WHAT NEEDS TO BE DONE: Arrange the lines of the material as a Markdown table with the columns n and Line, from the line containing "of the dark" through the end of the material, inclusive, numbering each row and omitting blank lines. Leave the pictures out of the answer.

A run of records:
------------------------------------------------------------------------

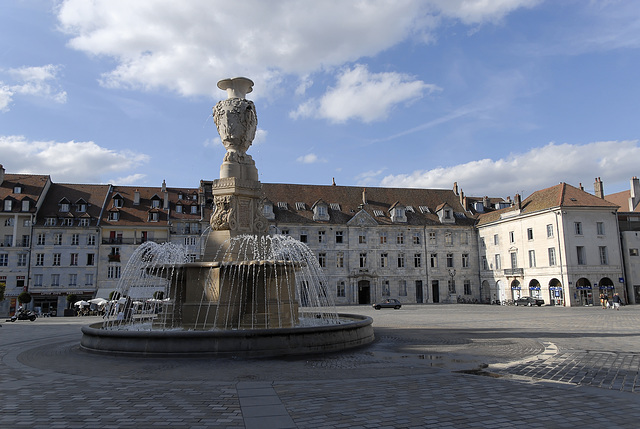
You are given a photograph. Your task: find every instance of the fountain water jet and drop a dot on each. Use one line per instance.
(245, 298)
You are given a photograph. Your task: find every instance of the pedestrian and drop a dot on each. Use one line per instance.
(616, 301)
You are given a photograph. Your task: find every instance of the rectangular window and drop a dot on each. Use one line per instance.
(22, 259)
(322, 259)
(582, 259)
(402, 288)
(448, 238)
(604, 258)
(385, 288)
(363, 260)
(465, 260)
(384, 260)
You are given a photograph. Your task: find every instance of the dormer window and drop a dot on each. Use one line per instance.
(320, 211)
(267, 211)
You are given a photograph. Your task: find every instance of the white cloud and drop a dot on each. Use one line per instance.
(187, 46)
(539, 168)
(365, 96)
(32, 81)
(310, 158)
(80, 162)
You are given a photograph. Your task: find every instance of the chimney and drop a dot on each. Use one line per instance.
(634, 193)
(599, 188)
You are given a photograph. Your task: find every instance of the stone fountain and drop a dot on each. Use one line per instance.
(245, 297)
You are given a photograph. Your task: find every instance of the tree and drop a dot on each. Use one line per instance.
(24, 298)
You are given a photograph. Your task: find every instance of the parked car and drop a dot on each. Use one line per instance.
(529, 301)
(388, 303)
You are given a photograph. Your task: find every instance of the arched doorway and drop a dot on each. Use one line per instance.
(364, 292)
(534, 288)
(555, 292)
(516, 290)
(584, 291)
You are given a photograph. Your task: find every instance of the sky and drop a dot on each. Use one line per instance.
(500, 96)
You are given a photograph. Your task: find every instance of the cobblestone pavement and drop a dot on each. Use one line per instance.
(444, 366)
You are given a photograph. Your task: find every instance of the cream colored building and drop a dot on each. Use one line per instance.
(560, 244)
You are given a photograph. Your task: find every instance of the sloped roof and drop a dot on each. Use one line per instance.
(561, 195)
(32, 187)
(93, 195)
(350, 202)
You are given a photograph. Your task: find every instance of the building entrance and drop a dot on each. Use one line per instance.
(364, 292)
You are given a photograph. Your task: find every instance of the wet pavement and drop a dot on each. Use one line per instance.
(430, 366)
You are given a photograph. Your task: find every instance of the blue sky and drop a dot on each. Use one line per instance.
(504, 96)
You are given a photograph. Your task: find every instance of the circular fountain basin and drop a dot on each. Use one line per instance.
(353, 331)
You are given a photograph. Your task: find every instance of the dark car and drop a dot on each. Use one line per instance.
(388, 303)
(529, 301)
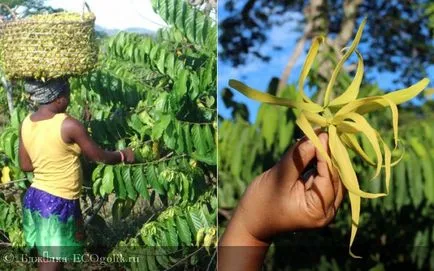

------------------------------------------------------------------------

SOLUTION FOR THIS EXERCISE:
| n | Line |
|---|---|
| 1 | You are given a photograph. Your task: find every instance of the dark car and drop a dot on each. Use one line per instance. |
| 2 | (388, 303) |
| 3 | (529, 301) |